─── SUPPLIED DATA

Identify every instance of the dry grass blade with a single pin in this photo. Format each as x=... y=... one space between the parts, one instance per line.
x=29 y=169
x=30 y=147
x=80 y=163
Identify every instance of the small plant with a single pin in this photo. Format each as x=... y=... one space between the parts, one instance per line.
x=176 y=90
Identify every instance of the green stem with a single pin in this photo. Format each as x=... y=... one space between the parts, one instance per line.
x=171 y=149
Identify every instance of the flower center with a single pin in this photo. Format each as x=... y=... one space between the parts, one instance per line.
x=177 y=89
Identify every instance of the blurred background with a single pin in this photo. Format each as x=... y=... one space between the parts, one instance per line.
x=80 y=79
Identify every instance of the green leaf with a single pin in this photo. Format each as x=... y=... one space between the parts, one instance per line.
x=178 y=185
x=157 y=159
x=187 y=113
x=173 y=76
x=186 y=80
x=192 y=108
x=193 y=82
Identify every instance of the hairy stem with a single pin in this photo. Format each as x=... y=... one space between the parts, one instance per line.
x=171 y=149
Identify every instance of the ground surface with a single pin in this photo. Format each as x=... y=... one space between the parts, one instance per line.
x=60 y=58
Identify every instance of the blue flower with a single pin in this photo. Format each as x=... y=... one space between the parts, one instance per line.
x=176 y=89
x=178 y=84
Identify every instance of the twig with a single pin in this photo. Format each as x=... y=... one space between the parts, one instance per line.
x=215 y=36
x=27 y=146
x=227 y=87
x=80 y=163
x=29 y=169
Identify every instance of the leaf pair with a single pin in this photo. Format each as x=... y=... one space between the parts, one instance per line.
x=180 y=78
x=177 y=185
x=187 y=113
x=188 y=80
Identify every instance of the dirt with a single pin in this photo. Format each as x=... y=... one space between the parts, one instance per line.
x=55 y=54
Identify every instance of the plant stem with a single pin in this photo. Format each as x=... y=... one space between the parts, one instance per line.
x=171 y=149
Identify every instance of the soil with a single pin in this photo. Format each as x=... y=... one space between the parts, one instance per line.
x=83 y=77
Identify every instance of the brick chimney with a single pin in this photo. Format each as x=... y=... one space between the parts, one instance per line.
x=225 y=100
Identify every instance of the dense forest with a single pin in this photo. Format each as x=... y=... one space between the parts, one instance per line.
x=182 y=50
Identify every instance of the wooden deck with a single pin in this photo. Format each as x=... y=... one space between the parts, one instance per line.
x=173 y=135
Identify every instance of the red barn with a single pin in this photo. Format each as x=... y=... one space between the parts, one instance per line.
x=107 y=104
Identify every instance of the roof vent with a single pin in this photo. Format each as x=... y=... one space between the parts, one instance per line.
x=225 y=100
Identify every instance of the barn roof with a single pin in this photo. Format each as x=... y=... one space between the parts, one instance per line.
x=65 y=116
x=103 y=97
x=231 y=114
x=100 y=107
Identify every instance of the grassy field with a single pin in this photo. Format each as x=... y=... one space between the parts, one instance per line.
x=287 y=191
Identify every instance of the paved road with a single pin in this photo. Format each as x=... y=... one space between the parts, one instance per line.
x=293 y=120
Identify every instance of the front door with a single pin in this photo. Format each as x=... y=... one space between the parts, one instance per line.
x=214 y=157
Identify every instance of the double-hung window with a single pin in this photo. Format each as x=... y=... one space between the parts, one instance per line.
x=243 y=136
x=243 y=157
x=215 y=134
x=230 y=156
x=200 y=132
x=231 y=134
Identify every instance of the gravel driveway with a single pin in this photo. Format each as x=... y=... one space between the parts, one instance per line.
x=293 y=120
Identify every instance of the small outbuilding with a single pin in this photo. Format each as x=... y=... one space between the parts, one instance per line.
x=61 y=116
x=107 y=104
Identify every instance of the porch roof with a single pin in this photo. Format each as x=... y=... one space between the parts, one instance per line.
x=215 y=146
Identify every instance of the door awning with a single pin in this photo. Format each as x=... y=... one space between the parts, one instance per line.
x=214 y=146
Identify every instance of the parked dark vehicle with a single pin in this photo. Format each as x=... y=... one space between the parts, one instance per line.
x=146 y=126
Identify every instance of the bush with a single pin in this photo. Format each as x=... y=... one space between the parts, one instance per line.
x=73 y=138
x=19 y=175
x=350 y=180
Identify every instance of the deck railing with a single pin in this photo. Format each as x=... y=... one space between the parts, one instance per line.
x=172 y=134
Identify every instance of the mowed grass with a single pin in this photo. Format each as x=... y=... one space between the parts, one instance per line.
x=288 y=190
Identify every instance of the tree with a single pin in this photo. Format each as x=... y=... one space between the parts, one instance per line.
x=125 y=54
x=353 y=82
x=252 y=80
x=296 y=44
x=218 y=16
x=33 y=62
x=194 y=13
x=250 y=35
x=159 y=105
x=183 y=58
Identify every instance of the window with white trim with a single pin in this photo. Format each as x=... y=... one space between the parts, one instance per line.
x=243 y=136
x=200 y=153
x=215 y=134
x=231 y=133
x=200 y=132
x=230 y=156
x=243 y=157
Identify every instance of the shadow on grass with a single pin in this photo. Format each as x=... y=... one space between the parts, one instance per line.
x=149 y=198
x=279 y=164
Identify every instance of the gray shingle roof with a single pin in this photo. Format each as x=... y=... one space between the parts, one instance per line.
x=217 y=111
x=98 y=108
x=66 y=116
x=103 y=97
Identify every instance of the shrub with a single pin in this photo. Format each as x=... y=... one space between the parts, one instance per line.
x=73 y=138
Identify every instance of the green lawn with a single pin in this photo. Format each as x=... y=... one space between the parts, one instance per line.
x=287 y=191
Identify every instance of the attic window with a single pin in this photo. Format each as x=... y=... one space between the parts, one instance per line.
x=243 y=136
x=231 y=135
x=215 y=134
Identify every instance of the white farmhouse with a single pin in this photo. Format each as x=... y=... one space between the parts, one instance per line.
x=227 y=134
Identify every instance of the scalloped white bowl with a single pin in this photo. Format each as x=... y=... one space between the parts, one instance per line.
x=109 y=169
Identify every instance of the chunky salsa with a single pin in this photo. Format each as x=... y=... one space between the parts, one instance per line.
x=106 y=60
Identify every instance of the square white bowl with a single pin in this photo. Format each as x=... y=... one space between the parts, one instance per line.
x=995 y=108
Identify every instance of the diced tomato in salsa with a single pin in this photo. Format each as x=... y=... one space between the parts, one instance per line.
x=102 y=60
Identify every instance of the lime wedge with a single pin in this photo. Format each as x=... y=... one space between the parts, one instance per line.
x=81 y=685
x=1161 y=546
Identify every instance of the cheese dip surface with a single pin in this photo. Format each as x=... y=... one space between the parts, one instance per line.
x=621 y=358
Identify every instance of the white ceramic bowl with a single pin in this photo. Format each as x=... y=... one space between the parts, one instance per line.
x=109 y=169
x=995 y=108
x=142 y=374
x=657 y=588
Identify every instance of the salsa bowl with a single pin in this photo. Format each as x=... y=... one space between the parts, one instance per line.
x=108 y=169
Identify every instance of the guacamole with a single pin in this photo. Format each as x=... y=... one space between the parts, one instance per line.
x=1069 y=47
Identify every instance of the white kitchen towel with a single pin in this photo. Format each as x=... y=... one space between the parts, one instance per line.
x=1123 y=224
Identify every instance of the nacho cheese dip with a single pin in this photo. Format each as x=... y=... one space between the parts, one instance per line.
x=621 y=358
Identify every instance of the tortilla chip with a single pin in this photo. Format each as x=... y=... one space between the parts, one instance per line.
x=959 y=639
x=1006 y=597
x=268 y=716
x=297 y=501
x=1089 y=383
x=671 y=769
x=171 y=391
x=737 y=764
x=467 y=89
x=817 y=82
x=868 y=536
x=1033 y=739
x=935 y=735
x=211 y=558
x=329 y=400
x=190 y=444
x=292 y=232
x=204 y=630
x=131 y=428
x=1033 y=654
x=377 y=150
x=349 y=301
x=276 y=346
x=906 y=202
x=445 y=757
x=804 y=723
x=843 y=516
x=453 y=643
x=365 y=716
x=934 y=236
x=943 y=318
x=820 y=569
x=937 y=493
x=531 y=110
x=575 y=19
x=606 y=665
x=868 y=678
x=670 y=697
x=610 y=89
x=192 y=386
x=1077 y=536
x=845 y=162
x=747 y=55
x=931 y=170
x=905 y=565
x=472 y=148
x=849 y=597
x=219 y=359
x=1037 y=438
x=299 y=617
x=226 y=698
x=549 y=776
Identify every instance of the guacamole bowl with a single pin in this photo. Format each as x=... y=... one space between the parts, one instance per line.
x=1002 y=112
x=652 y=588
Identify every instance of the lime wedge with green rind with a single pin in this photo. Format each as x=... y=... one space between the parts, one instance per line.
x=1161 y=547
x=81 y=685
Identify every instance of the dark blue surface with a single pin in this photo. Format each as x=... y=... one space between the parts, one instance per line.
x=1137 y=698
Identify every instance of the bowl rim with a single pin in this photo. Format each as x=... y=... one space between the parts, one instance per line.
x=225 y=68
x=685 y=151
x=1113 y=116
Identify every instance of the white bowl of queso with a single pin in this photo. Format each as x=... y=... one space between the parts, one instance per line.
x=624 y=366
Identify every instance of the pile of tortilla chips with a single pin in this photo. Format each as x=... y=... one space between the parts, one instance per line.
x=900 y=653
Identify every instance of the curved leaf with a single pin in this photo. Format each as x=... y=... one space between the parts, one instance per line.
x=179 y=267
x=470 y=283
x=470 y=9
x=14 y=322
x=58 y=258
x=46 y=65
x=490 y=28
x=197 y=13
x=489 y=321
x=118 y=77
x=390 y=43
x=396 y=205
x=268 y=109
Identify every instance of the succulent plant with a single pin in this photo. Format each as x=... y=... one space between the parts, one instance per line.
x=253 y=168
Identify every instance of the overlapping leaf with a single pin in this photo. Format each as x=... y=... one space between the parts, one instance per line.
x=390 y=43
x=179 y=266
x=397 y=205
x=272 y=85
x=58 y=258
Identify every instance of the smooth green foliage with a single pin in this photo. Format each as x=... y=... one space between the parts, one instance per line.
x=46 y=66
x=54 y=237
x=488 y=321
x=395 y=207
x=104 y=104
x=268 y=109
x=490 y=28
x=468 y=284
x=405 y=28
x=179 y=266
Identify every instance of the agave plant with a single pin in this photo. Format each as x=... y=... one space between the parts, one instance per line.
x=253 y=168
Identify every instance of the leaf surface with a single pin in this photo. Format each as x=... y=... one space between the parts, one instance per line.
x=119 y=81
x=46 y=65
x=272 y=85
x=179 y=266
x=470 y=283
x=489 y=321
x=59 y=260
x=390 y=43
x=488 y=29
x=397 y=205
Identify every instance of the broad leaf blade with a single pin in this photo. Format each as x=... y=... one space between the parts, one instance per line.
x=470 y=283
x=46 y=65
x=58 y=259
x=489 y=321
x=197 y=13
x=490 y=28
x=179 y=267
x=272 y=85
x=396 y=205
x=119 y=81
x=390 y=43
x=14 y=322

──────

=== TRY IT ===
Copy out, exactly as written, the line that contains "Identify every instance of the curved" along with every line that comes after it in the material above, and nothing else.

=== PROBLEM SOLUTION ===
Identify every instance of the curved leaf with a single pin in this photo. Format each as x=... y=... one space between the parts, one instance per line.
x=179 y=267
x=470 y=283
x=470 y=9
x=14 y=322
x=58 y=258
x=46 y=65
x=490 y=28
x=197 y=13
x=489 y=321
x=118 y=77
x=390 y=43
x=396 y=205
x=268 y=109
Identify every instance of the succulent plant with a single pin in this photo. Format each as x=... y=... one space between the parts, one instance per line.
x=253 y=168
Identify every instance of the overlapping leaf with a single pin in this photo. Format each as x=... y=... one space between the parts, one instance per line.
x=390 y=43
x=179 y=266
x=397 y=205
x=272 y=85
x=58 y=258
Identify every instance of the smooth green foliage with a single pin in this photo. Format each as x=... y=... one space between the parts, one instance per line.
x=46 y=66
x=54 y=237
x=488 y=321
x=395 y=207
x=104 y=104
x=268 y=109
x=490 y=28
x=468 y=284
x=405 y=28
x=179 y=266
Identify every instance of the agave plant with a single pin in this photo. Format each as x=... y=... one space between the parts, one instance per line.
x=253 y=168
Identify every instance of the leaf surface with a single pin in this photo. Format each as x=... y=... one space between the parts, one instance per line.
x=119 y=81
x=46 y=65
x=272 y=85
x=179 y=266
x=470 y=283
x=489 y=321
x=59 y=260
x=390 y=43
x=488 y=29
x=397 y=205
Identify every instance of the broad leaf blade with a single pin in this photo. Format each as x=... y=... one space between the parts, one instance per line.
x=470 y=283
x=46 y=65
x=58 y=259
x=489 y=321
x=197 y=13
x=490 y=28
x=179 y=267
x=272 y=85
x=396 y=205
x=119 y=81
x=390 y=43
x=14 y=322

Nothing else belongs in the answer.